CCC targeted those who could least afford to lose money to an advance fee scam -- those with credit problems. These consumers were generally excited to have been selected to receive the major credit card being offered by CCC and were particularly vulnerable to this deceptive scheme. (Ex. 24 at  2; Ex. 26 at  4; Ex. 33 at  6; Ex. 35 at  4; Ex. 39 at  3; Ex. 41 at  3). The Defendants preyed on their vulnerabilities.

IV. THIS COURT HAS THE AUTHORITY TO GRANT THE RELIEF REQUESTED

Section 13(b) of the FTC Act, 15 U.S.C.  53(b), permits the Commission to bring suit in federal district court when it has reason to believe that a party is violating "any provision of law" enforced by the Commission, including Section 5(a) of the FTC Act and the Telemarketing Sales Rule. The second proviso of Section 13(b) provides that "in proper cases the Commission may seek, and after proper proof, the court may issue, a permanent injunction." A common fraud case such as this one clearly qualifies as a "proper case" under Section 13(b). "Proper proof" means that the Court need make only a "preliminary assessment" of whether the FTC "likely will prevail" on the merits. See, FTC v. University Health Inc., 938 F. 2d 1206, 1218 (11th Cir. 1991). Courts have routinely held that it is appropriate to invoke the remedies of Section 13(b) in cases where there is evidence of persistent and ongoing deception. FTC v. World Travel Vacation Brokers, Inc., 861 F.2d 1020, 1026-28 (7th Cir. 1988); FTC v. H.N. Singer, Inc., 668 F.2d 1107, 1111 (9th Cir. 1982).Section 13(b) empowers courts to exercise the full breadth of their equitable authority:

Congress, when it gave the district court authority to grant a permanent injunction against violations of any provisions of law enforced by the Commission, also gave the district court authority to grant any ancillary relief necessary to accomplish complete justice because it did not limit that traditional equitable power explicitly or by necessary and inescapable inference.

U.S. Oil & Gas, 748 F.2d at 1434 (quoting H.N. Singer, 668 F.2d at 1113); see also FTC v. Elders Grain, Inc., 868 F.2d 901, 907 (7th Cir. 1989); FTC v. Amy Travel Serv., Inc., 875 F.2d 564, 571-72 (7th Cir.), cert. denied, 493 U.S. 954 (1989); FTC v. Southwest Sunsites, Inc., 665 F.2d 711, 718 (5th Cir.), cert. denied, 456 U.S. 973 (1982). "[T]his Court's inherent equitable powers may be employed to issue a preliminary injunction, including a freeze of assets, during the pendency of an action for permanent injunctive relief." U.S. Oil & Gas, 748 F.2d at 1434. Because the public interest is implicated, this Court's equitable powers "assume an even broader and more flexible character." Donovan v. U.S. Postal Serv., 530 F. Supp. 894, 900 (D.D.C. 1981) (quoting Mitchell v. DeMario Jewelry, 361 U.S. 288, 291 [1960]); see also FTC v. World Wide Factors, Ltd., 882 F.2d 344, 347 (9th Cir. 1989).

◆ ◆ ◆ ◆ ◆ ◆ ◆

TASK STATEMENT:
In the passage on the court's authority under Section 13(b), what does "proper proof" mean?

◆ ◆ ◆ ◆ ◆ ◆ ◆

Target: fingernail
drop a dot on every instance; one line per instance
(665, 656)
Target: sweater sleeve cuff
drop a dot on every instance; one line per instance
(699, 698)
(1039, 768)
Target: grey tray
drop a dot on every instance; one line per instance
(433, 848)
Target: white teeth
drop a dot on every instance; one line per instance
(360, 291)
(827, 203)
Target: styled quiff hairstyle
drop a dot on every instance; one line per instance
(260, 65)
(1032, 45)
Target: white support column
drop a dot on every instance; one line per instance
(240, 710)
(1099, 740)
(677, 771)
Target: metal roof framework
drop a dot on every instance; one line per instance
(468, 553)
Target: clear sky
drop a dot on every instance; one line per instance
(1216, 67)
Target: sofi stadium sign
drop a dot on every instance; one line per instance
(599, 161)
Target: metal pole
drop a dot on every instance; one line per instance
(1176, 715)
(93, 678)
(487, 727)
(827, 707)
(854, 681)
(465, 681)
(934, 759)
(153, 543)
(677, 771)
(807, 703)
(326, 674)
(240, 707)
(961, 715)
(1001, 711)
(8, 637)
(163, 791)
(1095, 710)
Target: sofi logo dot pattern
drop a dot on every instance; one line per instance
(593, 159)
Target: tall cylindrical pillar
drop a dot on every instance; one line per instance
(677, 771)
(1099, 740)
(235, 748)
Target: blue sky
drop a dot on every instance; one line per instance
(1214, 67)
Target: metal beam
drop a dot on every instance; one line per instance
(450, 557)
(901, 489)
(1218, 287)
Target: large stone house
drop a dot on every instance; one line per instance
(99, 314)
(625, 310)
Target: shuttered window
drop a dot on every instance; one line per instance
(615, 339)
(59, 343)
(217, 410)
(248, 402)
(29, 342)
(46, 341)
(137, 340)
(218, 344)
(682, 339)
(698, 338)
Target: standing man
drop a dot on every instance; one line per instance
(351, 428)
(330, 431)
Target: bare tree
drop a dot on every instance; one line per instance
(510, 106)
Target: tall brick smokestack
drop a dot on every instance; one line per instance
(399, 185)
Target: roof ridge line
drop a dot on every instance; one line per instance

◆ ◆ ◆ ◆ ◆ ◆ ◆

ANSWER AREA:
It means the Court need make only a "preliminary assessment" of whether the FTC "likely will prevail" on the merits.